Text block
....

I mainly do removals. I'll snap the metal sole plate on a regular work boot in a few months. Besides, 8 hrs a day in spurs, in a regular work boot, and your feet will go numb.

Bought a pair of Viberg Linesmans. Expensive but worth every penny.

Don't know if they'd be good for "regular" tree work as they may be a bit stiff.


----------



## tbow388

*Vasque Sundowner*

I wear the Vasque Sundowner. I just do me weekend firewood cutting on the ground. I have bad ankles and these do great and are comfy all day long.


----------



## Sagetown

Small Wood said:


> I'm mailing off my measurements today for a pair of custom Wescos. Never had trouble with my feet before last year. The first few trees last spring were horizontal and laying in water and I made the mistake of wearing cheap rubber knee boots. The rest of last year was misery. Plus my feet seemed to have grown a full size. Lug soles can be pretty tough on limbs but I'm probably finished with gummy soles forever. I have a pair of 16" Hoffmans that have been great boots but are now to tight and a pair of White's Dri-Foots that are the best boots I've ever owned but are tight in the toe box with orthotics. I hope the Wescos are worth waiting for (mid-June) because they cost more that the first car I owned.
> Phil





2treeornot2tree said:


> I wear a pair of Hoffman boots while in the tree, and normally wear caralina boots the rest of the time.





arborjockey said:


> old school. I go for wesco in the tree and slip a non heeled, flat soled construction boot for the ground and pound. last 2 pairs of redwings fell apart. Im thinking mountaineering boots next. The wesco 16" boot sherrill now carries i've worn for 8 years(not the same pair). love em:rolleyes2:



Nothin' like a good pair of boots. Rep'd


----------



## MackenzieTree

Ripped though a pair of adtec's they didnt last of [email protected]#t went out last night and bought a pair of carolinas hopefully they will feel better spiking on removals.

....

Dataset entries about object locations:
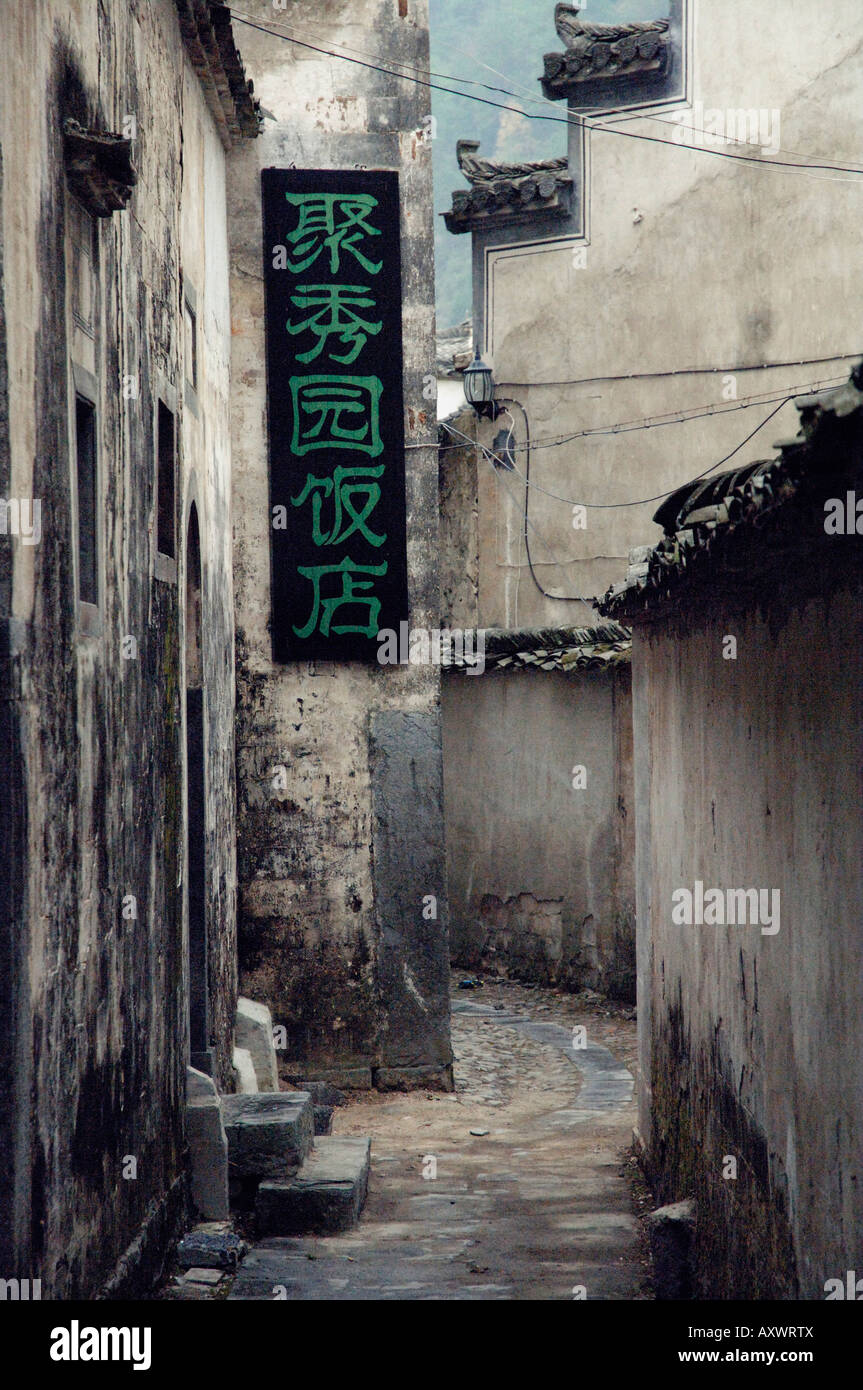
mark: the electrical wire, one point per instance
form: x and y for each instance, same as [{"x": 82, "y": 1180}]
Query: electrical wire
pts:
[
  {"x": 688, "y": 371},
  {"x": 673, "y": 417},
  {"x": 563, "y": 598},
  {"x": 635, "y": 502},
  {"x": 559, "y": 120}
]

....

The tasks
(a) Copy out the dataset entries about object locations word for word, leaving out the pictures.
(b) Carry on the forum thread about boots for tree work, starting right after its last post.

Responses to the exercise
(a)
mark: the electrical wire, one point per instance
form: x and y for each instance, same as [{"x": 82, "y": 1180}]
Query: electrical wire
pts:
[
  {"x": 688, "y": 371},
  {"x": 673, "y": 417},
  {"x": 563, "y": 598},
  {"x": 635, "y": 502},
  {"x": 559, "y": 120}
]

(b)
----------



## tree md

I wear Carolinas and have for 20 years. They are as comfortable to me as a pair of sneakers but they don't last very long if you are constantly working in them. I am considering buying a pair of Wescos but I'm on the fence about it... I live and work in a hot climate and the last pair of Wescos I had were hot as hell.


----------



## arborjockey

Wesco seems to stretch the leather over the steel toe so the inside is smooth. I recomend them highly for removals. When light trimming big broadleaf trees they're really heavy. So I like using a tough hiking boot. My 1st wesco's had a flat sole because I was flying steel. The soles lasted forever because they were so hard. Little slippery on the ground though.


----------



## ROPECLIMBER

Ariat ATS lace ups, I get a new pair for Cristmas every year or so ware them for casual were for 6 months, then to climb in, they are the only cheaper of the shelf lace up boot that doesnt roll over in the counter (heel), they still have raw hide in the counter and toe box about $120 was using justin lace up but they lasted 3 months and would roll over.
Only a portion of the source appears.